Task material -
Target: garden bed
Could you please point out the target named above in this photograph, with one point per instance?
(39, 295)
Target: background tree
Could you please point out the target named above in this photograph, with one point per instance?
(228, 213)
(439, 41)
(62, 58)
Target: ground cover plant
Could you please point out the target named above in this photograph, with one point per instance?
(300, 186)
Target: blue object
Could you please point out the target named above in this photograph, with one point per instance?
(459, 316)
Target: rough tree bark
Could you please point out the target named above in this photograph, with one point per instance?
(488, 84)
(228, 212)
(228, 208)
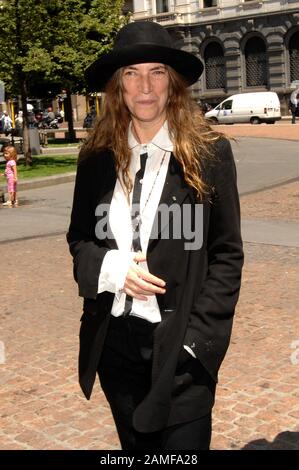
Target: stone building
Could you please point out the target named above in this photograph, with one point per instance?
(246, 45)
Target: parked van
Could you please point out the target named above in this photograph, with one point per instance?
(247, 107)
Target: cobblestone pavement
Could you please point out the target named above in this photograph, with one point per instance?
(41, 406)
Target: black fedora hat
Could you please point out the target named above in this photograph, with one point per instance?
(142, 42)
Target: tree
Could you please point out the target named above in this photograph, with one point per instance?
(47, 44)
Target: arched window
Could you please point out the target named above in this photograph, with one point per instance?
(214, 66)
(256, 62)
(294, 56)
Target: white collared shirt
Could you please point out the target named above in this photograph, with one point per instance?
(116, 262)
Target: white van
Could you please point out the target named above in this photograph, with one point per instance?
(247, 107)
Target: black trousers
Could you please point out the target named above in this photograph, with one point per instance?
(125, 376)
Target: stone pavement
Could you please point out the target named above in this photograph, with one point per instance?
(41, 406)
(257, 403)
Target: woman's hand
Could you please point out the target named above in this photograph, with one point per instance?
(139, 283)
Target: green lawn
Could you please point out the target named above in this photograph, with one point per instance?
(44, 165)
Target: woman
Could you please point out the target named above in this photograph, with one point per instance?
(155, 237)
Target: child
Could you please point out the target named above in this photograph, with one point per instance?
(10, 155)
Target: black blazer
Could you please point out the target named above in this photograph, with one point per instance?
(202, 285)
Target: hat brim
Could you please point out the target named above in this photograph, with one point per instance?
(99, 72)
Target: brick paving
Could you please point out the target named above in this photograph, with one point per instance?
(41, 406)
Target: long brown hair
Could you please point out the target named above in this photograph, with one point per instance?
(191, 134)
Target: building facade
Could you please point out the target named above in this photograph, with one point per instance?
(246, 45)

Task brief - When a line above includes the word "white", please list that line.

Response to the exercise -
Target: white collared shirt
Target: white van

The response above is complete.